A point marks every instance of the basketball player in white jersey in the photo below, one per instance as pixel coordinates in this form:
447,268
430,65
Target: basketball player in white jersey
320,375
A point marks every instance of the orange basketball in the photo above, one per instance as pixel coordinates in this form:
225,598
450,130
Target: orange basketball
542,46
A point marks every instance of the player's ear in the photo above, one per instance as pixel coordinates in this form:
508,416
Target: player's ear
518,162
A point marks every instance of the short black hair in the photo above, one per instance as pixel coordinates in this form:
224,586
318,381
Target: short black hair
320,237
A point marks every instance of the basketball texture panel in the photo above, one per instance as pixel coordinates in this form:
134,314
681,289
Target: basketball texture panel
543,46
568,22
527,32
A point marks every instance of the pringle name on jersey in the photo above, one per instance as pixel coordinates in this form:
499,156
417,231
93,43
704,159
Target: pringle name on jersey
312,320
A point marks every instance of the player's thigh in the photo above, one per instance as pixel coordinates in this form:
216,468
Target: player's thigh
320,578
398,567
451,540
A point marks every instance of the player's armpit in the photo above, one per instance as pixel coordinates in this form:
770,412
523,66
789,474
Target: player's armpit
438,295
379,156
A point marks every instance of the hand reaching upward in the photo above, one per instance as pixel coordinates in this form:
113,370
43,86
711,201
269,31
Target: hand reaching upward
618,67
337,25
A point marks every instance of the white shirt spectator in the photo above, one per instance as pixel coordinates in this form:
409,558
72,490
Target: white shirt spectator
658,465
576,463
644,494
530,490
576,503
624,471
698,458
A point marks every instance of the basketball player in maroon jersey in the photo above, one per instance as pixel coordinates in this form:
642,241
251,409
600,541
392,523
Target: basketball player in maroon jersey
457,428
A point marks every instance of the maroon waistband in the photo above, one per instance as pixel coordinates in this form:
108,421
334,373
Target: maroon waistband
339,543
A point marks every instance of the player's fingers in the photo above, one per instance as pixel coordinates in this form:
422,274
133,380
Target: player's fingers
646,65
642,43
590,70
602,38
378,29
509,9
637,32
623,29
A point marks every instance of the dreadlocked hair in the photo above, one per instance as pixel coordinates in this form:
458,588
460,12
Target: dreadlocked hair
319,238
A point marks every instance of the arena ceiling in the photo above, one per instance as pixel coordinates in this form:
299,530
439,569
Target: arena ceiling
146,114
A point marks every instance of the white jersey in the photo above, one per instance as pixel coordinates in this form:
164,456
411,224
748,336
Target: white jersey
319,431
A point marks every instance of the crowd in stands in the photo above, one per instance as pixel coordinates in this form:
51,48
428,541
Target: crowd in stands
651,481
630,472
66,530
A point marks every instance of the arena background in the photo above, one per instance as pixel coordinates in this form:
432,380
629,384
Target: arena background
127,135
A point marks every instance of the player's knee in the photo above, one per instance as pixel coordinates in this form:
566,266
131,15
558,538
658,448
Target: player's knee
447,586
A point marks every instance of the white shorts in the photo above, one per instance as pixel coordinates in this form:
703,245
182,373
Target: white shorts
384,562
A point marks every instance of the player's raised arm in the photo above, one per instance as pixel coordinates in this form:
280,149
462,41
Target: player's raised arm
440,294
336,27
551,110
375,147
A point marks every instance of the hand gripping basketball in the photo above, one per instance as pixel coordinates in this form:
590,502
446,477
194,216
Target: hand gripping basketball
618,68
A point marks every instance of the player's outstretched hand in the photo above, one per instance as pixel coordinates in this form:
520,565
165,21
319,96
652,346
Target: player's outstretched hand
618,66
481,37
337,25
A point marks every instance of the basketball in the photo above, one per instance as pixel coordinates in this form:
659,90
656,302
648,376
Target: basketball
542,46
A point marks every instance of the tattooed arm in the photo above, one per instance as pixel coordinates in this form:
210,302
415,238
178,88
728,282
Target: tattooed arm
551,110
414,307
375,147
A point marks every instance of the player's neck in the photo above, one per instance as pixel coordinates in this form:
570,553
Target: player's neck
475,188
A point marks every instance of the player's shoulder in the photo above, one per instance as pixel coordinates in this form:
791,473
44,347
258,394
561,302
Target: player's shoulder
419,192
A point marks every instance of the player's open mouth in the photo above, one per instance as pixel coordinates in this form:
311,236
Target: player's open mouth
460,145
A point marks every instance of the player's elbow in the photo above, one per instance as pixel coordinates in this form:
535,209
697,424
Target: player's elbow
━━━━━━━━━━━━━━━━━━━━
# [Problem details]
Rewrite all the rows above, substituting "image coordinates" for every occurrence of "pixel coordinates" and leaving everything else unchanged.

# [Solution for this problem]
A point marks every instance of the basketball player in white jersey in the photo below, one per instance as image coordinates in this form:
447,268
430,65
Target: basketball player in white jersey
320,375
A point marks every instance of the orange basketball in the photo above, one per instance as image coordinates in this form:
225,598
450,130
Target: orange basketball
542,46
A point marks every instance of the player's ear in the photo above, one per instance as image coordinates in this form:
508,416
Target: player's ear
518,162
A point marks every instance of the short black hair in the photo above, one per instance as image coordinates in this form:
224,586
318,381
Target: short black hair
320,237
A point marks every instance of the basketball texture panel in the photo above, one per instance as image coordinates in this form:
134,314
681,289
Target: basketball texture panel
543,46
568,22
527,32
A point marks every instance of the pringle name on jersey in the photo above, one per instance as image coordinates in this form:
499,156
417,231
93,43
704,159
Target: pringle name on jersey
312,320
A point marks every instance of the player's thigh in the photo above, one per instance as image coordinates in this form:
216,468
Target: player's thigh
320,578
398,567
451,540
A point marks every instance of the player's armpit in the photo above, one per instance as image coordinates in this form:
770,412
523,66
789,474
Target: player's armpit
438,295
379,156
A point marks every instance of the hand reaching upward in the photo above, one per instance as image coordinates in this form:
113,370
43,86
711,201
269,31
Target: hand reaching upward
618,67
337,25
A point marks every instance of the white shirt spectator in the photo above, one per instance as image coordinates in this form:
409,558
72,490
Target: white shirt spectator
658,465
576,463
644,494
530,490
576,503
624,471
698,458
A point marks every instance of the basketball player in maroon jersey in the photo above, one per instance as image coordinates in this form:
642,241
251,409
600,541
392,523
Target: basketball player in maroon jersey
457,428
A point marks every instance of the maroon waistband in the photo above, one per instance as image coordinates in this form:
108,421
334,373
Target: maroon waistband
339,543
A point marks every instance of the player's fingers in the photo above, one per instance as image coordinates in this form:
422,274
133,380
Target: player's fingers
646,65
642,43
590,70
602,38
378,29
509,9
637,32
623,29
A point marks every instance of the dreadlocked hair in the photo above, one per instance as image coordinates in this form:
458,588
460,12
Target: dreadlocked hair
319,238
A point marks every instance of the arena ceiling in the photo above, one per instance as image coordinates in this form:
299,530
439,569
Target: arena ceiling
146,114
A point marks every instance of the white jersey in the photo above, one per instance as image coordinates in this form:
164,456
411,224
748,336
Target: white jersey
319,431
A point marks every instance of the crowd in stands in the photo above, one per instance as image coordinates in this form:
51,48
428,541
Target: crowd in stands
651,481
630,472
66,530
A point marks every instance of the arena background in the photo above, one per instance as image coordinates in this form:
432,380
629,384
Target: arena background
127,135
A point marks every instance of the player's knee in the photo above, one per instance as image coordinates in this form:
566,266
131,15
558,538
658,448
Target: player's knee
447,586
A point marks every instance of the white shorts in the photo above, one per instance as image coordinates in this form:
703,245
182,373
Target: white shorts
384,562
A point marks every instance of the player's raised arm in the photo above, one per instance as image coordinates in this form:
280,149
462,41
Target: player's raised arm
440,294
336,27
551,110
375,147
A point marks every instance of the hand gripping basketball in the photo above, one per instance as image coordinates in this form:
590,502
446,477
194,216
Target: hand gripping basketball
618,68
A point marks every instance of the player's outstretched hand in the photo above, one per instance as image coordinates in this form:
520,565
165,21
319,96
652,346
Target: player's outstretched hand
618,66
481,37
337,25
A point marks every instance of the basketball in the photo above, one per instance as image coordinates in this form:
659,90
656,302
648,376
Target: basketball
542,46
A point marks every instance of the tattooed arm in the photo above, one per instance as image coordinates in this form:
210,302
415,238
178,88
728,282
Target: tattooed arm
551,110
414,307
375,147
A point marks every instance of the player's neck in the photo above, one per instance as image coordinates in this form:
570,553
Target: player's neck
475,188
A point marks every instance of the player's shoulder in the photo above, one per instance as image coordinates in this form:
791,473
44,347
258,394
561,302
Target: player's shoulder
419,192
A point marks every instance of the player's open mouth in the photo above, one per instance as image coordinates in this form:
311,236
Target: player's open mouth
460,145
A point marks every instance of the player's elbow in the photo above, one per instance as image coordinates in this form:
535,209
697,424
Target: player's elbow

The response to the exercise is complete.